**AUSGEWÄHLTER AUSZUG**
╔══
3 Maden und ein Maiskorn an den Haken, reinwerfen und langsam ran zupfen war die Devise. Schon nach kurzer Zeit freute sich unser Nachbar über seinen ersten Fisch. 
Meine Angelrute überließ ich erst mal meiner Tochter Sabrina (9), die unbedingt mit angeln wollte, und vertiefte mich in eine Plauderei mit meinem netten Nachbarn, der gleich meine Vermutungen bestätigte, dass Angeln in Luxemburg allgemein nicht sonderlich lohnenswert ist, da es zu wenig öffentliche Gewässer und auch kaum Vereine gibt, die mit gezieltem Besatz den Fischbestand pflegen.
Plötzlich der Ruf von rechts: "Papa, der Schwimmer ist weg, da hängt was dran !!!" - Den ersten Forellendrill ließ ich mir dann sicherheitshalber nicht nehmen und Sabrina lernte gleichzeitig, dass auch Keschern gelernt sein will. Beim dritten Versuch zappelte die Forelle im Netz.
Als kurz darauf auch mein Freund Heinrich, der seiner 10-jährigen Tochter Katharina das Angeln nahe brachte, den ersten Biss hatte, stellte Sabrina sich beim Keschern schon viel geschickter an.
Von unseren Anfangserfolgen angelockt, gesellten sich dann auch die jeweiligen jüngeren Geschwister dazu. Chiara (6) konnte zwar mit Mühe die Angel geradehalten, hatte aber die neuerliche Bewegung an der Pose genauso schnell erkannt, wie ihre größere Schwester, die meinen Drill nach Übernahme der Rute und der Verantwortung wieder durch sicheres Keschern beendete. Die dritte Forelle durfte ich dann mal ganz alleine fangen, weil der Teichbesitzer gerade die Forellen für den Nachmittagsbesatz aus dem Aufzuchtbecken holte und die Kinder natürlich neugierig waren.
Auch Alexander (7), Katharinas Bruder, hatte mittlerweile seinen ersten Erfolg.
Im Laufe des Nachmittags lernte Sabrina dann noch, dass einfaches Rankurbeln nach dem Biss nicht unbedingt ausreicht und dass eine aus dem Wasser springende Forelle durchaus mit einem kräftigen Schütteln des Kopfes sich vom Haken befreien kann. 
Die weniger angelbegeisterten Muttis wurden zum Einkaufen "entlassen", weil wir ja nun zur Abrundung der Mahlzeit Kartoffeln brauchten und nahmen Chiara mit, die das Interesse schnell verloren hatte. 
Bis gegen 16:00 Uhr machten wir das Dutzend voll und waren zu zweit mit Kinderunterstützung ungefähr eben so erfolgreich wie unser Luxemburgischer Nachbar, der uns dank des an diesem Tag entscheidenden Tipps dazu gebracht hatte, beim Teichbesitzer eine Dose Bienenlarven zu erwerben. Auf unserer Seite im Schatten des Waldhanges wurde insgesamt bedeutend mehr gefangen als auf der Sonnenseite, dafür war es doch dort noch empfindlich kühl. Nach 16:00 Uhr ließ aber allgemein das Beißen nach, ob deswegen, weil wir den Besatz abgefischt hatten oder ob es an den Temperaturen lag, weiß ich nicht.
╚══
**ROHDATEN**
╔══
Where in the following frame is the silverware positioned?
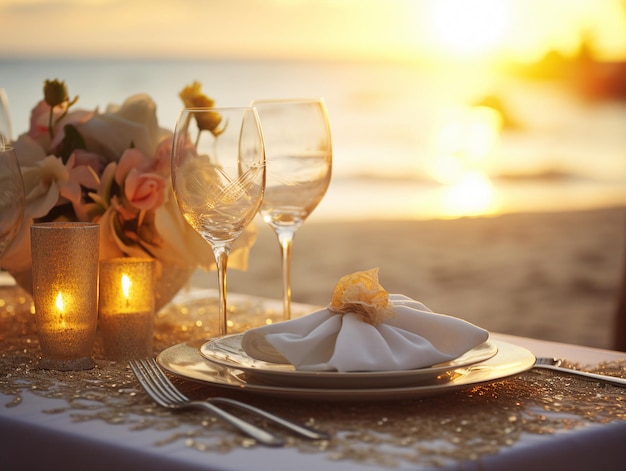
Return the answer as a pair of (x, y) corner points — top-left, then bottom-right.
(129, 359), (330, 446)
(533, 358), (626, 387)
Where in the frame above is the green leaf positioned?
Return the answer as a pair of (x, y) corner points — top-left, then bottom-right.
(59, 124), (86, 164)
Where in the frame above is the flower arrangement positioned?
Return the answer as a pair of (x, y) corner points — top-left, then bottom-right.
(3, 80), (256, 296)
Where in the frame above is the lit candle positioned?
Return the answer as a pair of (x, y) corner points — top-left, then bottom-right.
(31, 222), (100, 370)
(99, 257), (155, 360)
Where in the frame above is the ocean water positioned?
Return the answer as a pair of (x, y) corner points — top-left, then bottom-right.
(0, 59), (626, 220)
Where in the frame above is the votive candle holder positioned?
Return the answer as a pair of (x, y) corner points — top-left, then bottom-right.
(99, 257), (155, 361)
(30, 222), (100, 371)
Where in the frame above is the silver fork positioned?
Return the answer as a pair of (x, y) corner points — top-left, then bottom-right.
(534, 358), (626, 387)
(129, 358), (330, 446)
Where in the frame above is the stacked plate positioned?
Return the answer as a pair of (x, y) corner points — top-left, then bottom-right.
(157, 334), (535, 401)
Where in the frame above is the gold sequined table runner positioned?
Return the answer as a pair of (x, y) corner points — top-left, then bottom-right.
(0, 287), (626, 471)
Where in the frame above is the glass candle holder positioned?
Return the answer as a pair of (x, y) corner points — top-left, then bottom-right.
(99, 257), (155, 361)
(31, 222), (100, 371)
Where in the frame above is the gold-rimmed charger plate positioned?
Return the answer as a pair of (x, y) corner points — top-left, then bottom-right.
(200, 334), (498, 389)
(157, 340), (535, 401)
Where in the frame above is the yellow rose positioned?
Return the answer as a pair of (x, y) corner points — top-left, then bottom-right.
(179, 82), (222, 136)
(328, 268), (395, 325)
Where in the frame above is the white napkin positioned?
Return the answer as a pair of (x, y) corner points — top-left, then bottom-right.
(242, 294), (489, 372)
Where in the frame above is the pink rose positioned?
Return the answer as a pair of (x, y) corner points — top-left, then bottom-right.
(115, 148), (154, 185)
(124, 168), (165, 211)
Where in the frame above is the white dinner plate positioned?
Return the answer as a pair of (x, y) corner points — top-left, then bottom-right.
(157, 340), (535, 401)
(200, 334), (498, 389)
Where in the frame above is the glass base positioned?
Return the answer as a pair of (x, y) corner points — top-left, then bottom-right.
(39, 357), (96, 371)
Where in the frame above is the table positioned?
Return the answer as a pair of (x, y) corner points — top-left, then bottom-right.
(0, 287), (626, 471)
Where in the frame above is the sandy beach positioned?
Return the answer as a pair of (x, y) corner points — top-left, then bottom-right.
(192, 207), (626, 348)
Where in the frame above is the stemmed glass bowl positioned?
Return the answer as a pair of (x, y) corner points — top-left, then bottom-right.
(252, 98), (332, 320)
(172, 107), (265, 336)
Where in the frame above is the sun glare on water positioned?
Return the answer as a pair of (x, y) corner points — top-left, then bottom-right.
(426, 106), (502, 217)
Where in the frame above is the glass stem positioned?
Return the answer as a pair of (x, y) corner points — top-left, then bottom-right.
(213, 245), (230, 337)
(277, 230), (295, 321)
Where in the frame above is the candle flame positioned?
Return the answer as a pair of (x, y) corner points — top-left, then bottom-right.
╚══
**ZU ERLEDIGENDE AUFGABEN**
#1 Nenne alle Kinder, die im Bericht über den Angelausflug namentlich vorkommen, jeweils mit ihrem dort angegebenen Alter.
#2 Setze den Bericht über den Angelausflug bitte im Anschluss an seinen letzten Satz fort.
Die Daten stehen in keinem Zusammenhang mit dem Bericht über den Angelausflug.

**ERGEBNISSE**
#1 Sabrina (9), Katharina (10), Chiara (6), Alexander (7)

#2
Das "Familienduell" konnte mein Freund klar mit 8 : 4 Fischen für sich entscheiden, beim abendlichen Verzehr frischer in Alufolie gegrillter Forellen haben meine Mädels aber locker mitgehalten.

Die Anlage in Fischbach ist Mittwochs und an Wochenenden von 7:00 bis 19:00 Uhr geöffnet. Es werden Tages- und Halbtageskarten (12,50, bzw 7,50 Euro) angeboten. Um 8:00 und um 14:00 Uhr wird neu besetzt.
Verschiedene Lebendköder könne vor Ort erworben werden.
Kunstköder sind nicht gestattet.
Es wurde uns ausdrücklich verboten, unsere Köderreste im Besatzbecken zu verfüttern, da der Besitzer Wert darauf legt, mit hungrigen Fischen zu besetzen. #: 

Luxemburg hat sich als ideales Ziel für einen kurz(weilig)en Familienurlaub erwiesen, wenn man keinen Wert auf's Angeln legt. Atemberaubende Landschaften in intakter Natur und malerische Städtchen sowie die muntere Europa-Metropole Luxemburg-Stadt sind lohnende Ausflugsziele.
Für Camper und insbesondere für Camper mit Kindern ist der Campingplatz Eurocamping Nommerlayen äußerst empfehlenswert. Er hat nicht umsonst schon mehrfach die Auszeichnung "Kinderfreundlichster Campingplatz in Europa" erhalten und bewies außerdem Vorbildfunktion hinsichtlich der Sauberkeit und Ausstattung der Sanitäranlagen.
Informationen findet man über http://www.ont.lu beim Nationalen Tourismusverband oder aber überall vor Ort.


----------



## ralle (19. April 2004)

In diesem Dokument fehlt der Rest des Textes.